### ACTION ITEM
Return verbatim the run of lines that opens with the line holding "the rooftop —" and closes with the last line of the records.
____________
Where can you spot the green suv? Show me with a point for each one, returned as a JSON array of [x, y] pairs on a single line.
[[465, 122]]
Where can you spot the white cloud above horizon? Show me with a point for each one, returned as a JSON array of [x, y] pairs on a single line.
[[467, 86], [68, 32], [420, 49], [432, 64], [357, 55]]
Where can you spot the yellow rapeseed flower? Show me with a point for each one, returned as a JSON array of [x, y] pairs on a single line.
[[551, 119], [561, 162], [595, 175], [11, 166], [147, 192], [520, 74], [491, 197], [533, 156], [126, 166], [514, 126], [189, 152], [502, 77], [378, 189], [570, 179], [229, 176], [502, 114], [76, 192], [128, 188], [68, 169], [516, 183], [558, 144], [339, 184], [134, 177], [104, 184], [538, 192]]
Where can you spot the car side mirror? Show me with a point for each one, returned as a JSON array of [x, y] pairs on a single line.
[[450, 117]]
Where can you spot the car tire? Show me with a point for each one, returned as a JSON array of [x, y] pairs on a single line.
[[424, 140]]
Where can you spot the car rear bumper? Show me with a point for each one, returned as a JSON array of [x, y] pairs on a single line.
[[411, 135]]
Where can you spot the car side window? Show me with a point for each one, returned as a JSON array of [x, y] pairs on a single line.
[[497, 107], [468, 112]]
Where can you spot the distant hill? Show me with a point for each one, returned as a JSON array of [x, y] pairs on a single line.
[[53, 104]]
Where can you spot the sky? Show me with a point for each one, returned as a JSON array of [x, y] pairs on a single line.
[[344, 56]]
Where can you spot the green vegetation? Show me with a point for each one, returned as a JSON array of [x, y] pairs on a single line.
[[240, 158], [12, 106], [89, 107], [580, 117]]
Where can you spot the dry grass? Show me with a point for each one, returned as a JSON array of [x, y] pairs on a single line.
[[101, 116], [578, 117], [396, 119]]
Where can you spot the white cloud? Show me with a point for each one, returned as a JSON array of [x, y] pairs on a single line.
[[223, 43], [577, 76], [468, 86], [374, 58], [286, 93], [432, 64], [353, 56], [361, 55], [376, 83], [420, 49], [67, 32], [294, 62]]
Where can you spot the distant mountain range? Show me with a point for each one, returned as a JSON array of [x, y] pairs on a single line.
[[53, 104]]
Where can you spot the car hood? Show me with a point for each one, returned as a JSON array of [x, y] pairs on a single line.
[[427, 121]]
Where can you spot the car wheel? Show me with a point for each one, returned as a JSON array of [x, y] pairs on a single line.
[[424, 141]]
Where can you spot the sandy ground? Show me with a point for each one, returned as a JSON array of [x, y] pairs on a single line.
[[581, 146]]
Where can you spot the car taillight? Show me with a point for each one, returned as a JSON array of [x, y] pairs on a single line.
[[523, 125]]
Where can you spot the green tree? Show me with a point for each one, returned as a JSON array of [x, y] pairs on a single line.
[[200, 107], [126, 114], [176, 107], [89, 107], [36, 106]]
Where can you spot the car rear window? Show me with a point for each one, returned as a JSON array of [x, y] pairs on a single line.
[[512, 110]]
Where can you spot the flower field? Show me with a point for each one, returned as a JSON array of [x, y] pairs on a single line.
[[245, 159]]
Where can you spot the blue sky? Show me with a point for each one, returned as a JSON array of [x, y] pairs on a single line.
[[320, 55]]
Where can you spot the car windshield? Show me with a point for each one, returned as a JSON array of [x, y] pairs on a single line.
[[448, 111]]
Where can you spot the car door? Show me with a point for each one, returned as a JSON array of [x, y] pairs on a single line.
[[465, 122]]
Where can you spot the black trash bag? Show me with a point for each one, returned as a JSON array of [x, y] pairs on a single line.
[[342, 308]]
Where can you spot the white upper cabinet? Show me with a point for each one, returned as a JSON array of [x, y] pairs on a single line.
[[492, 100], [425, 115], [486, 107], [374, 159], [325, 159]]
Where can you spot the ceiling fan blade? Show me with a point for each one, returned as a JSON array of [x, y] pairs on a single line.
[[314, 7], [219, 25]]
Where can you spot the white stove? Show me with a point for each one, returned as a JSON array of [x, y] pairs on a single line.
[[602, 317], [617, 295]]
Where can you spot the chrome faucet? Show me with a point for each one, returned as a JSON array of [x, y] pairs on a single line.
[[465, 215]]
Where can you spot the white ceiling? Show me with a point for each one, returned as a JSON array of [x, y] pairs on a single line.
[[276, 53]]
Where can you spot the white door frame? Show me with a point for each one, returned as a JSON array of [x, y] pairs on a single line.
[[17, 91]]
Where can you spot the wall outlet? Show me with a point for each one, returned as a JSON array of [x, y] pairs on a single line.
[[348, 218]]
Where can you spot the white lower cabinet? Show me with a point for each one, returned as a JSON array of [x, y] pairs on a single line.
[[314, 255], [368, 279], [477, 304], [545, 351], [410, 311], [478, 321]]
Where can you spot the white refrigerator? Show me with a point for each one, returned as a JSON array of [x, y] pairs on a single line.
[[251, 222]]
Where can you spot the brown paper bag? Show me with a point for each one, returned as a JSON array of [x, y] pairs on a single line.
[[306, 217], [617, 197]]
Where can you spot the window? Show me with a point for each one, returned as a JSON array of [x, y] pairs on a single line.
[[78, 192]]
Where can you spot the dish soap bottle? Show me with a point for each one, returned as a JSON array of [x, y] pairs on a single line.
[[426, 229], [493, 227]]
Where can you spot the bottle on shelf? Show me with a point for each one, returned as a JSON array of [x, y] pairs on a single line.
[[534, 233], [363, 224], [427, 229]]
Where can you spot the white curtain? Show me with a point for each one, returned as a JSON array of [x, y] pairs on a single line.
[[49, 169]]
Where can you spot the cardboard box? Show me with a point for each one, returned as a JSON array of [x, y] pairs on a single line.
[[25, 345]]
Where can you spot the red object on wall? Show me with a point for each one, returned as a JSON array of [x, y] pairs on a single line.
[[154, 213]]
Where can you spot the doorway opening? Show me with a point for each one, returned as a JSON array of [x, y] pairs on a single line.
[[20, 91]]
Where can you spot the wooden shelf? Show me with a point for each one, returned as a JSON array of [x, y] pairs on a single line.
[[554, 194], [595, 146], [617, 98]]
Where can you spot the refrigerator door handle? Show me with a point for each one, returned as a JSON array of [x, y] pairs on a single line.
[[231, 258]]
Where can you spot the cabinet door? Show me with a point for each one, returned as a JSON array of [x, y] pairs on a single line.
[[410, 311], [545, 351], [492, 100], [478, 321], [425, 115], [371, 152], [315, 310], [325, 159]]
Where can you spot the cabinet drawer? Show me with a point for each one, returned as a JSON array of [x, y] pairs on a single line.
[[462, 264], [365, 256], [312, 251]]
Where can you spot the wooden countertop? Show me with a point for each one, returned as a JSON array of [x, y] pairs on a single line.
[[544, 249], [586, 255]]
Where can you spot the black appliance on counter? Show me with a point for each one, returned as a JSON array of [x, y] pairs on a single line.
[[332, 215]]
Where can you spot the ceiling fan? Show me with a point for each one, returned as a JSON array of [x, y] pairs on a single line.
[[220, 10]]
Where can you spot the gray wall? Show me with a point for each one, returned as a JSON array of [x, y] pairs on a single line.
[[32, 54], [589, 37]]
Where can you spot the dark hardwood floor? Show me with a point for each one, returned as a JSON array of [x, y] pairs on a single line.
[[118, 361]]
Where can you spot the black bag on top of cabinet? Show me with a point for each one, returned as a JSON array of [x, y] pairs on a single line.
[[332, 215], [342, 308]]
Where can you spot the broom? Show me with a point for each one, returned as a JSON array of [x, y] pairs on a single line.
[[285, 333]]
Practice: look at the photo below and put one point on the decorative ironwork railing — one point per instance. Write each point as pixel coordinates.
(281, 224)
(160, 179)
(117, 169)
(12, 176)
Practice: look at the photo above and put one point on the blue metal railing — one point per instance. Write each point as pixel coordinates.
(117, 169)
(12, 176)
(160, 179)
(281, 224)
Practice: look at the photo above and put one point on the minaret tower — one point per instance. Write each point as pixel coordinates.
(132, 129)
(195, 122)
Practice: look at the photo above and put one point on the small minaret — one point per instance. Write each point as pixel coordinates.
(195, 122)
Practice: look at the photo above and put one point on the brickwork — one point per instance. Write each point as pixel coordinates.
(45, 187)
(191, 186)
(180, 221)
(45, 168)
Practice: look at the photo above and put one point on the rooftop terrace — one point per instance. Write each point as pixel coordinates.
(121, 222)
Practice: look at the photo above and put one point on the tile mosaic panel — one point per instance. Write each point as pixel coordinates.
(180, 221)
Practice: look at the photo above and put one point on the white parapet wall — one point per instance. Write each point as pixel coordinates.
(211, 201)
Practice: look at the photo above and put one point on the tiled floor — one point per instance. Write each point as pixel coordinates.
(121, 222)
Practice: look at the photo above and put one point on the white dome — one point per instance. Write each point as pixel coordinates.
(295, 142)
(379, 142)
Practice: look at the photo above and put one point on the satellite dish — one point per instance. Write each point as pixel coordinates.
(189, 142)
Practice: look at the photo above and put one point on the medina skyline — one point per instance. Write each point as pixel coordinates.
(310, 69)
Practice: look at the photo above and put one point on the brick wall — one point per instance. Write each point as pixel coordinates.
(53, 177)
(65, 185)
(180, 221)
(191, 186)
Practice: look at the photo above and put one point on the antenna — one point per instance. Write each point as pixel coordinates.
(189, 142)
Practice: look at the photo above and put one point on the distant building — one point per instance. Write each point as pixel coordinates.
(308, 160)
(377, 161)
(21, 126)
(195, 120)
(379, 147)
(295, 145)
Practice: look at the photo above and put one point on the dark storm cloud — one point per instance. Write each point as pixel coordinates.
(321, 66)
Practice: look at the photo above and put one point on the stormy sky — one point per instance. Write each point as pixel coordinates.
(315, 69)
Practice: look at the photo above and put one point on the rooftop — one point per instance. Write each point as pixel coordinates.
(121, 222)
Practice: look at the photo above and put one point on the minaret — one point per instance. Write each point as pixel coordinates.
____________
### RESULT OF THIS TASK
Practice: look at the photo above and put one point on the rooftop — one point per instance. Write each point as pixel coordinates.
(121, 222)
Practice: look at the photo above and put one point on the minaret — one point per instance. Write each point as pixel coordinates.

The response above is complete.